• WORK TO BE COMPLETED: Put the lines below into a two-column CSV with the header request,answer. Make one row per request, with its text in the first column and its answer in the second. Wrap each field in double quotes and replace any line breaks inside a field with spaces.

[Source records]
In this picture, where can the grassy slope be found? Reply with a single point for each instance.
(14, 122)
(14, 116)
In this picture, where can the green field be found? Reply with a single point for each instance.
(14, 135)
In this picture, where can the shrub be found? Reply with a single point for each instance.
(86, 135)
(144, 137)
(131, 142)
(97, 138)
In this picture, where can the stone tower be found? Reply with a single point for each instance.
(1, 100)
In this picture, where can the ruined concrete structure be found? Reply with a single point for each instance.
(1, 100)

• WRITTEN RESPONSE:
request,answer
"In this picture, where can the grassy slope be found? Reply with a single point for each instance.","(14, 122) (14, 116)"
"In this picture, where can the green field be found? Reply with a single point for each instance.","(14, 135)"
"In this picture, where can the shrub be found? Reply with a single point for each instance.","(86, 135) (144, 137) (131, 142) (97, 138)"
"In this picture, where can the stone tower be found? Reply with a single point for each instance.","(1, 100)"
"In this picture, where can the ruined concrete structure be found? Reply with a single point for each instance.","(1, 100)"